• **Задание 1**
В главе о петербургской выставке Верещагина: в каком доме нашлось помещение для выставки и сколько в нем было залов?
• **Задание 2**
Продолжите главу о петербургской выставке Верещагина, начав сразу после последней фразы на странице.

• **Страница**

--------

Глава восемнадцатая ВОКРУГ ВЫСТАВКИ В ПЕТЕРБУРГЕ

Глава восемнадцатая

ВОКРУГ ВЫСТАВКИ В ПЕТЕРБУРГЕ

На петербургскую выставку Верещагин возлагал особые надежды. На родине его картины, особенно из времен недавней войны, должны понять лучше. А может быть, удастся кое-что продать — тому же Третьякову. Затянувшееся безденежье тяготило, мешало серьезно работать. Лондонская и парижская выставки, обременив расходами, никаких доходов ему не принесли. Да он и не думал продавать за границей свои картины — важнее было понять, как реагирует на них публика, и отзывы в прессе в целом ободряли.

Часть забот по организации выставки Василий Васильевич по привычке взвалил на безотказного Стасова. В декабре писал ему: «Ищите же помещение! большое, светлое, если можно, из нескольких зал и в центре города». Такое помещение было найдено в доме Безобразова на Фонтанке, у Семеновского моста, из семи залов.

Еще до приезда Верещагина в Петербург обозначилась очередная трещина в его отношениях со Стасовым. Художник не был удовлетворен статьями Стасова, в которых цитировались не только хвалебные, но и критические отзывы парижских газет о его выставке. Он упрекал Владимира Васильевича в том, что подобные отзывы могут помешать успешной продаже его картин в Петербурге. «Да ведь Вы зарезали мои бедные индийские работы!.. — писал он Стасову. — Хоть бы Вы пожалели меня и моих денежных обстоятельств… Теперь, после приведенных Вами отзывов французских газет они, наверное, останутся у меня на шее или пойдут из милости за бесценок! Ай, ай, какая скверная история приключилась, дернул меня черт послать Вам эти статьи»[237].

В середине января Верещагин приехал в Петербург, и вскоре у него вновь появился повод выразить свое недовольство действиями расположенного к нему критика. Стасов по просьбе друга юности Верещагина, Л. М. Жемчужникова, попробовал вновь свести их вместе, чтобы «повидаться после всех случайных недоразумений». (Напомним, что, уезжая в Индию, Верещагин оставил на хранение Жемчужникову крупную сумму своих денег, когда же они понадобились, долго не мог получить их назад, почему и рассорился с Львом Михайловичем.) Обида не прошла, и переданное ему Стасовым через брата Жемчужникова Владимира Михайловича предложение пойти со старым приятелем на мировую Верещагин отверг и ответил критику язвительной запиской: «Поблагодарите Владимира Михайловича, скажите ему, что я бы слицемерил, сказавши, что буду рад видеть Льва Михайловича. Когда же Вы, Владимир Васильевич, перестанете сводить людей?»

С треском провалилась и другая попытка Стасова «свести людей», а именно познакомить Верещагина с Львом Толстым. Еще год назад Толстой, заинтригованный рассказами Стасова о творчестве и личности Верещагина, написал критику: «Всё, что вы говорите о Верещагине, не только лестно, но и очень интересно. Где он теперь? Очень бы желал с ним познакомиться»[238].

--------

• **Исходные данные**
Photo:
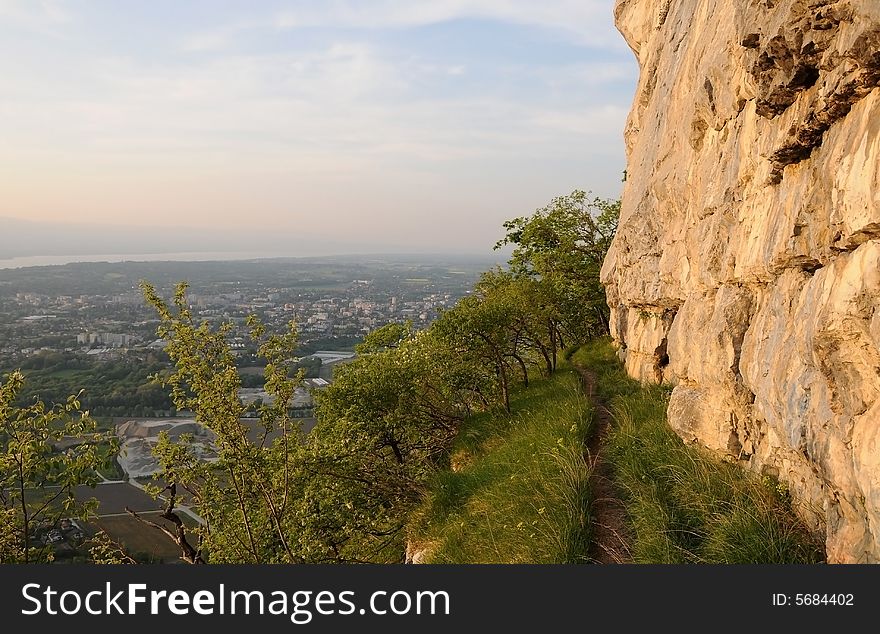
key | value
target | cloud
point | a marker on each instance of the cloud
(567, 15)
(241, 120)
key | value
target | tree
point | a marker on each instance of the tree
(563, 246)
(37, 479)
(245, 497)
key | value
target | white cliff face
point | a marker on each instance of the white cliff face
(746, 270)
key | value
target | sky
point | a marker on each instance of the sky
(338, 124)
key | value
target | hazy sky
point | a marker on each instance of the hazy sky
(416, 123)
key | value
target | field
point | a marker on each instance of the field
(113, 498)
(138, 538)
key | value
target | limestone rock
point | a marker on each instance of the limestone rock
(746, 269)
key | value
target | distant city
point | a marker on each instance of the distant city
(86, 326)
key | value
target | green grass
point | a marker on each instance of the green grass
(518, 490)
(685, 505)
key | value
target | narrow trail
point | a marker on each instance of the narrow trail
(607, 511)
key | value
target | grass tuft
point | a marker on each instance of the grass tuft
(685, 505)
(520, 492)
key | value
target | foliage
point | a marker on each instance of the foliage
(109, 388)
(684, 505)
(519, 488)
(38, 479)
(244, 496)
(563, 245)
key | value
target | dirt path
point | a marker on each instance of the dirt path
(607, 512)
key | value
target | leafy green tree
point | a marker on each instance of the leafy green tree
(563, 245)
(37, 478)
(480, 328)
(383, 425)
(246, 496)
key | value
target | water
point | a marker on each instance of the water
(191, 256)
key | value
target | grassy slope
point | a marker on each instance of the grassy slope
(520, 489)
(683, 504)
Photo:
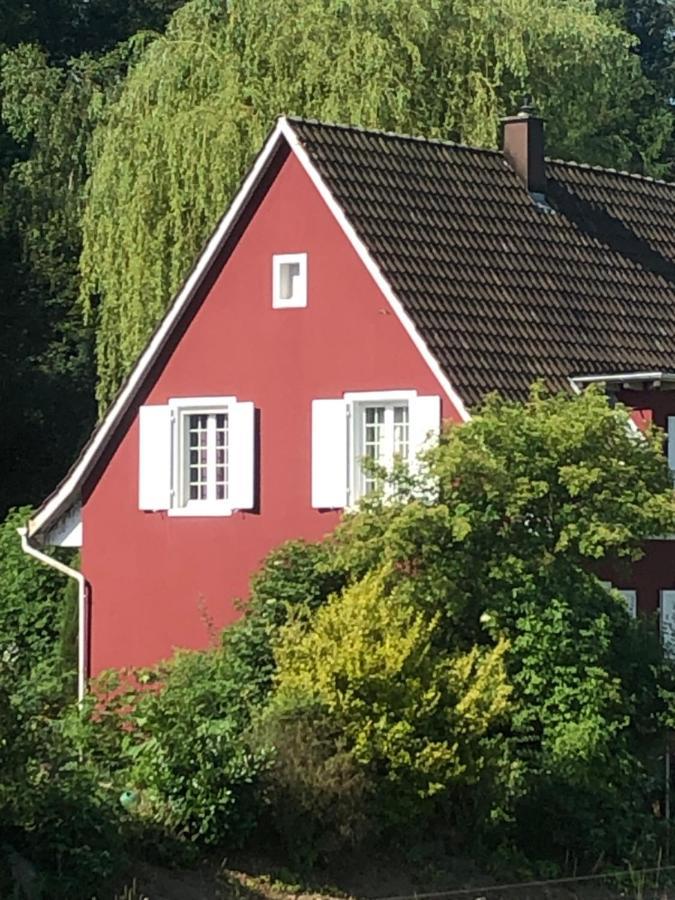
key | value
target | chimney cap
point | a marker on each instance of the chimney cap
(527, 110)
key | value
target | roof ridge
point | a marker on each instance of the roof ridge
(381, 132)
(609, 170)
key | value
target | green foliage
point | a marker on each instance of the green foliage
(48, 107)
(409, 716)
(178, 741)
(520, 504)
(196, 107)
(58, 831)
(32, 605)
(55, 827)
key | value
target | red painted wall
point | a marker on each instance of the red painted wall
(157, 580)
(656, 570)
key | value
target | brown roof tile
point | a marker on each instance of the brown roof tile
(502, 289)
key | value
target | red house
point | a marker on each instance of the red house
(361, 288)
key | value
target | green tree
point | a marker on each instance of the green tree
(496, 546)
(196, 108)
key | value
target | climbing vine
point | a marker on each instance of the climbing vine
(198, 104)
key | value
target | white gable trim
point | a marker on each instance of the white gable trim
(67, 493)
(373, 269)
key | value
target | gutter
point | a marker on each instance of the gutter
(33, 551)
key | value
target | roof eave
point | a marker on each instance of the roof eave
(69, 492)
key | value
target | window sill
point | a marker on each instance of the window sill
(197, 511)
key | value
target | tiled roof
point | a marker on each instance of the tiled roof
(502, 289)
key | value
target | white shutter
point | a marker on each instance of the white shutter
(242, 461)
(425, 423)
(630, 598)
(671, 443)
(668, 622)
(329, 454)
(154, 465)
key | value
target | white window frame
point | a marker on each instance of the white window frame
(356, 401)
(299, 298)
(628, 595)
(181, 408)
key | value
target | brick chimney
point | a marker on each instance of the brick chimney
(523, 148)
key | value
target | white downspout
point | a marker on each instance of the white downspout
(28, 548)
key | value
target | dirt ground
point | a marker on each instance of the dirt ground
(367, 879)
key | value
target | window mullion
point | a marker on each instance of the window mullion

--------

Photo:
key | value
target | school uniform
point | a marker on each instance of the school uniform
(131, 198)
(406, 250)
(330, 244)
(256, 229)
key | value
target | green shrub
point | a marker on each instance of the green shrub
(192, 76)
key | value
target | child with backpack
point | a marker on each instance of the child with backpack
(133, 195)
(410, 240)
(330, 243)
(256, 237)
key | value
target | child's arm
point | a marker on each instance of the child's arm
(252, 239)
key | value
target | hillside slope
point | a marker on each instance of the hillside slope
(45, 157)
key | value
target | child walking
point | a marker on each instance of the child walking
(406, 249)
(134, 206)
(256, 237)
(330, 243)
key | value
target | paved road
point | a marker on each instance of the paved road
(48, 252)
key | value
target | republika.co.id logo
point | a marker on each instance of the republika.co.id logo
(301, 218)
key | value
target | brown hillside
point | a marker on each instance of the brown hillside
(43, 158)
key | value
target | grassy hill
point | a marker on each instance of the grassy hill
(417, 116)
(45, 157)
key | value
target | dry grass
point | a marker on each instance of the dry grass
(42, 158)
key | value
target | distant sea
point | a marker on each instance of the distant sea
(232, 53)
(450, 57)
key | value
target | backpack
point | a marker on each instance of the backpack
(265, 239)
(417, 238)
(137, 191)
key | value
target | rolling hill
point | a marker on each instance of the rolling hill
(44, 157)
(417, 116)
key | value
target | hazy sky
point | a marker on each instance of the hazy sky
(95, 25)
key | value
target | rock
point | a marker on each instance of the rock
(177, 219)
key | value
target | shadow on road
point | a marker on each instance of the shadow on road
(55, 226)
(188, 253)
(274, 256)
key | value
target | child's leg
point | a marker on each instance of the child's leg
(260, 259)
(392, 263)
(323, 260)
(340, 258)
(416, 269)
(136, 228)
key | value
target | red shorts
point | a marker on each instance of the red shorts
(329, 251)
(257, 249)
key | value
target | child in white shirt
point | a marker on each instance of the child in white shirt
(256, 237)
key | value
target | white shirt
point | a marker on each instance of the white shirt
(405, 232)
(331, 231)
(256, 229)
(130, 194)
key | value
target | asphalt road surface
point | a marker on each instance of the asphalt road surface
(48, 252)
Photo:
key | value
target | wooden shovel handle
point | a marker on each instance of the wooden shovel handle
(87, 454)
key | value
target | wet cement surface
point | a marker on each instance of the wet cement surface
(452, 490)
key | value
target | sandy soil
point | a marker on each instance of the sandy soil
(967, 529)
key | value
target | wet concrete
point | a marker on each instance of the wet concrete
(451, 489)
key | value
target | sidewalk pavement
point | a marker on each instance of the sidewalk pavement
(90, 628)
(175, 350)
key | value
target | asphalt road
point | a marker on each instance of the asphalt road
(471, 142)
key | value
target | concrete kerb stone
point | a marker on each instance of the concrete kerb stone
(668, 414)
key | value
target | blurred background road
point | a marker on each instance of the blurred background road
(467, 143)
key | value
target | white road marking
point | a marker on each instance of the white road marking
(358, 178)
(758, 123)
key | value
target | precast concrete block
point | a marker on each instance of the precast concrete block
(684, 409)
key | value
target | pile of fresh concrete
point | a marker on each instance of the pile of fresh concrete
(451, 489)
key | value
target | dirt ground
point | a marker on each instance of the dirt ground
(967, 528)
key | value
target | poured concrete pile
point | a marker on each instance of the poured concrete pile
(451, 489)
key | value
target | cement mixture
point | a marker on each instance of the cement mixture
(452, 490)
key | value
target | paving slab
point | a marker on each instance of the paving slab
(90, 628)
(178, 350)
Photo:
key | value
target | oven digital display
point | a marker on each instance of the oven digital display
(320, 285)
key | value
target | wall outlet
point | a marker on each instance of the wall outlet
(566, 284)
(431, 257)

--------

• **Ответ 1**
В доме Безобразова на Фонтанке, у Семеновского моста; залов было семь.

• **Ответ 2**
Узнав, что Толстой собирается приехать в Петербург, Стасов предложил Верещагину устроить встречу с ним у себя в Публичной библиотеке[239]. Однако встреча не состоялась: что-то в планах Толстого изменилось, и он не смог вовремя предупредить, что прийти не сможет. Самолюбию Верещагина был нанесен чувствительный удар, и он направил Толстому сердитое письмо:

«Милостивый государь. В. В. Стасов, передавши мне недавно, что Вы в Питере и желаете со мной познакомиться, просил прийти на другой день в библиотеку для свидания с Вами. Так как он говорил, что Вы не желаете уехать, не повидавшись со мною, то я пришел в ровно назначенный час и битых 2 часа ожидал Вас. Вы не только не явились, но даже не сочли за нужное уведомить меня, что Вы уехали совсем из города, т. е. поступили крайне невежливо.

Свидетельствую мое уважение таланту Вашему»[240].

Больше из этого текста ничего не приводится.